And then there are the cars. There are old american classics from the 40’s, 50’s, and early 60’s everywhere you look. Most of the engines have been replaced by diesels, but the bodies and the interiors on many are cherry. Pink, lime green, shining chrome, beginnings of tail fins. They cost more than a house would cost in Havana because the drivers use them to make a real wage as taxi’s and tour guides. Many europeans off the cruise ships are seen sitting in the back seat of the pink convertibles with their selfie stick extending the phone to document their ride through downtown Havana.
Musicians on many corners. Mostly one guy with a guitar playing Chan Chan and his buddy scraping the gourd for rhythm. Heard that song at least a dozen times a day. But then as we dug a little deeper found an excellent Cuban Jazz quartet. Intricate conga player with the wood block on the foot pedal. Acoustic bass turned backward to reverberate the sound off the stone pillar behind. Acoustic steel string guitar player with wild eyes and a lifetimes worth of Cuban sounds in his fingers. And through the cuban melodies I heard the jamming sounds that I know so well. At some point they dropped into Tequila, and it could have been us in Glenn’s shop in Jamestown. Elsewhere a young, small, sad eyed earnest teenager moved into a space near an outside dining area and started belting out Cuban ballads. Sang a half dozen songs, and passed the hat. They do all pass the hat. Caught his eye later counting the bills and he gave me a thumbs up sign. Could have been Ethan. Elia and I joined a pair in a bar, sharing blues riff’s, she harmonizing, me tapping out rhythm with a spoon on the coffee cup. Impromptu song of American’s from Colorado. Our gifts were guitar strings from America.

* **Directions for this task**
Extend the Havana travel notes, picking up right after their final sentence.

* **Stored data**
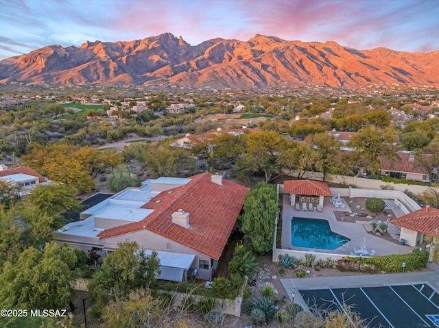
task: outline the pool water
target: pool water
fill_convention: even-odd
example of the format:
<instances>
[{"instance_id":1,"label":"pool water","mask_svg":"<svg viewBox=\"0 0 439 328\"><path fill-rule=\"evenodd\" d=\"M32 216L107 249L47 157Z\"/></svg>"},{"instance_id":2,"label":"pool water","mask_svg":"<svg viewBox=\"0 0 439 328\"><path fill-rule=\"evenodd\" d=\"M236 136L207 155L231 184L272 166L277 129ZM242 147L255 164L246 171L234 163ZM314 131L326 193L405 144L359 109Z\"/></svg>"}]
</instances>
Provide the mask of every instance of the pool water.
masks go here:
<instances>
[{"instance_id":1,"label":"pool water","mask_svg":"<svg viewBox=\"0 0 439 328\"><path fill-rule=\"evenodd\" d=\"M351 241L333 232L327 220L294 217L291 230L292 244L297 247L335 249Z\"/></svg>"}]
</instances>

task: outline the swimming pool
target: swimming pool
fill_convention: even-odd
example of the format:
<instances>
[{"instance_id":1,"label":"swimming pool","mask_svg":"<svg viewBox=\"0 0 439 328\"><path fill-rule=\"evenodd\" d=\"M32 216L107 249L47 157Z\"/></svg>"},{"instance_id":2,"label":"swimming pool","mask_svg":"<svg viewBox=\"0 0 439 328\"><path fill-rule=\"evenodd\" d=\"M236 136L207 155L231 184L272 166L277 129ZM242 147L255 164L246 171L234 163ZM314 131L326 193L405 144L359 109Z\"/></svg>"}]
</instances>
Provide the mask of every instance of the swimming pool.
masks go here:
<instances>
[{"instance_id":1,"label":"swimming pool","mask_svg":"<svg viewBox=\"0 0 439 328\"><path fill-rule=\"evenodd\" d=\"M333 232L327 220L320 218L293 217L291 231L292 244L297 247L335 249L351 241Z\"/></svg>"}]
</instances>

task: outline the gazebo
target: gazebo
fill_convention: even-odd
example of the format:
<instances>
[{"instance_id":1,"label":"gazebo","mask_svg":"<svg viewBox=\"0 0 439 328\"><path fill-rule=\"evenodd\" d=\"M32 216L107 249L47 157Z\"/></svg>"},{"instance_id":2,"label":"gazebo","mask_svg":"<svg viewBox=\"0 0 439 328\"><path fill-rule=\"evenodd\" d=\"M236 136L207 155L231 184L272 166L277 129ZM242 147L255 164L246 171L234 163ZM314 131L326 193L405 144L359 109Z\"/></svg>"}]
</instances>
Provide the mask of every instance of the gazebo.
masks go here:
<instances>
[{"instance_id":1,"label":"gazebo","mask_svg":"<svg viewBox=\"0 0 439 328\"><path fill-rule=\"evenodd\" d=\"M424 236L439 238L439 210L428 205L390 222L401 227L399 238L404 239L409 246L416 247L420 244Z\"/></svg>"},{"instance_id":2,"label":"gazebo","mask_svg":"<svg viewBox=\"0 0 439 328\"><path fill-rule=\"evenodd\" d=\"M283 183L283 192L290 194L290 203L293 207L296 203L313 203L316 205L318 203L323 207L324 197L332 197L332 192L327 184L313 180L285 181Z\"/></svg>"}]
</instances>

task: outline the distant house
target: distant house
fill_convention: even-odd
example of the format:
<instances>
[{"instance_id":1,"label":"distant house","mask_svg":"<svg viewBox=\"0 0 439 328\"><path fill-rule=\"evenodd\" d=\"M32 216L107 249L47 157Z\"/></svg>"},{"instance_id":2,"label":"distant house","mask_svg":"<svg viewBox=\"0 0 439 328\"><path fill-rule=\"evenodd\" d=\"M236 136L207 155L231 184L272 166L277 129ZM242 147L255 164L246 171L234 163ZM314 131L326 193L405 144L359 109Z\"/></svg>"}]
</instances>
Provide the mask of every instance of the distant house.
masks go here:
<instances>
[{"instance_id":1,"label":"distant house","mask_svg":"<svg viewBox=\"0 0 439 328\"><path fill-rule=\"evenodd\" d=\"M246 108L246 106L244 106L244 105L241 105L240 103L239 104L233 105L233 112L234 113L239 113L244 108Z\"/></svg>"},{"instance_id":2,"label":"distant house","mask_svg":"<svg viewBox=\"0 0 439 328\"><path fill-rule=\"evenodd\" d=\"M439 238L439 210L436 208L427 206L390 222L401 227L400 238L409 246L420 244L424 236Z\"/></svg>"},{"instance_id":3,"label":"distant house","mask_svg":"<svg viewBox=\"0 0 439 328\"><path fill-rule=\"evenodd\" d=\"M174 147L191 149L198 143L209 142L210 140L211 140L215 136L220 135L220 134L229 134L233 136L237 136L243 134L245 132L255 132L257 131L259 131L258 129L249 128L246 125L243 126L243 127L241 129L223 129L219 127L215 131L208 132L203 134L191 135L191 134L186 134L186 135L183 138L177 139L174 142L172 142L170 146Z\"/></svg>"},{"instance_id":4,"label":"distant house","mask_svg":"<svg viewBox=\"0 0 439 328\"><path fill-rule=\"evenodd\" d=\"M0 180L19 187L21 192L24 194L29 192L34 186L47 182L43 175L30 166L19 166L8 169L3 164L0 165Z\"/></svg>"},{"instance_id":5,"label":"distant house","mask_svg":"<svg viewBox=\"0 0 439 328\"><path fill-rule=\"evenodd\" d=\"M196 268L197 278L212 278L235 226L248 188L202 173L189 178L162 177L127 188L80 214L54 233L58 244L95 249L102 255L117 244L136 241L158 251L159 279L182 281Z\"/></svg>"},{"instance_id":6,"label":"distant house","mask_svg":"<svg viewBox=\"0 0 439 328\"><path fill-rule=\"evenodd\" d=\"M427 156L427 155L426 155ZM398 152L399 158L390 162L386 157L381 158L381 175L406 180L429 182L430 172L416 163L413 151Z\"/></svg>"},{"instance_id":7,"label":"distant house","mask_svg":"<svg viewBox=\"0 0 439 328\"><path fill-rule=\"evenodd\" d=\"M192 103L172 103L166 108L169 113L181 113L186 108L195 107Z\"/></svg>"}]
</instances>

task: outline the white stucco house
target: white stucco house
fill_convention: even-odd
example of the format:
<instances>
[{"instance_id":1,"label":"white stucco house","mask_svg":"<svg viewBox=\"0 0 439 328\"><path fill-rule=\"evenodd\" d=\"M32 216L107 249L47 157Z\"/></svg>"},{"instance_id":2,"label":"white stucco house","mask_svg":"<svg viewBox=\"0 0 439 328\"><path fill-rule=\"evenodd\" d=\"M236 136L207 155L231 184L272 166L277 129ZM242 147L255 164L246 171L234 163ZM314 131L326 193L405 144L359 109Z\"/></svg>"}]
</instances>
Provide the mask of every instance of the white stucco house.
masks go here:
<instances>
[{"instance_id":1,"label":"white stucco house","mask_svg":"<svg viewBox=\"0 0 439 328\"><path fill-rule=\"evenodd\" d=\"M136 241L158 251L159 279L185 280L196 268L197 278L210 279L248 191L209 173L149 179L85 210L79 221L54 232L54 240L103 255L119 242Z\"/></svg>"}]
</instances>

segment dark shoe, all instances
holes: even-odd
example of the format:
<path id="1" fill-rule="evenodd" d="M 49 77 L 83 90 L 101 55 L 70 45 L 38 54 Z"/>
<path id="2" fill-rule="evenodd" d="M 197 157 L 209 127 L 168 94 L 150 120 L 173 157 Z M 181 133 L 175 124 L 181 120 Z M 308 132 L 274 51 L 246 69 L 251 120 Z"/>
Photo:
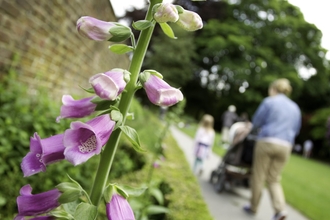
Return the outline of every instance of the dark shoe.
<path id="1" fill-rule="evenodd" d="M 249 215 L 255 215 L 256 214 L 254 211 L 252 211 L 252 209 L 249 205 L 244 206 L 243 210 L 244 210 L 245 213 L 247 213 Z"/>
<path id="2" fill-rule="evenodd" d="M 284 220 L 286 218 L 286 213 L 284 211 L 276 213 L 272 220 Z"/>

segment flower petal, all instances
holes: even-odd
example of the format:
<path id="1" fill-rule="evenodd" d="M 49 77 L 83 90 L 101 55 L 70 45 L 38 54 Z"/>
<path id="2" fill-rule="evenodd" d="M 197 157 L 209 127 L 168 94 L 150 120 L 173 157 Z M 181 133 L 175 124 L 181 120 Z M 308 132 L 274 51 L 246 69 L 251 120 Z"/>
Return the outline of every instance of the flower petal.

* **Task output**
The only place to bring a sailboat is into Marina Hemmingway, about 15 miles west of downtown. When it was built in the 50’s it would have been impressive with 5 rows of canals for boats, tennis courts, restaurants, and a bowling alley ,built for the affluent and to lure the american yachts. But now it is crumbling and tired. Word is a few years ago it was quite full with Americans finally getting to bring their boats to Cuba. But then he who shall not be named seems to have decided that since Obama had opened the door he should close it back up and has made it much harder for American boaters to visit. Cuba could really use the dollars from the American tourists. It doesn’t need the KFC, McDonalds, Starbucks strip mall bullshit that seems to come with American “investment”, but it could sure use some sailors coming in, drinking some beers and eating in the restaurants.
As we left the city to sail west the landscaped turned into mountains and greenery. Gorgeous empty land. We ended up at a bay where they were recycling ships. Then into another where there is an “eco tourist” lodge on a tucked away island. Endless sand beach, little palapas, a ferry comes to drop people twice a day from the mainland. Tourist’s from many countries other than the US milling about. Nice to get out of the city and back to bare feet, white sand, and a book enjoyed under a palm tree.